BRIEF -> Quote every one of the following items verbatim, with no changes.

PROVIDED INFORMATION ->
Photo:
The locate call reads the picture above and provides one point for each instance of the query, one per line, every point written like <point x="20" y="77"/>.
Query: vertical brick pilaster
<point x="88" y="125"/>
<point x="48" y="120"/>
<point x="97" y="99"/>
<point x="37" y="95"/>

THE COMPLETED TASK ->
Photo:
The locate call reads the picture above and provides one point for each instance of the query, one per line, every point written like <point x="20" y="77"/>.
Query: vertical brick pilaster
<point x="88" y="125"/>
<point x="48" y="120"/>
<point x="97" y="99"/>
<point x="37" y="95"/>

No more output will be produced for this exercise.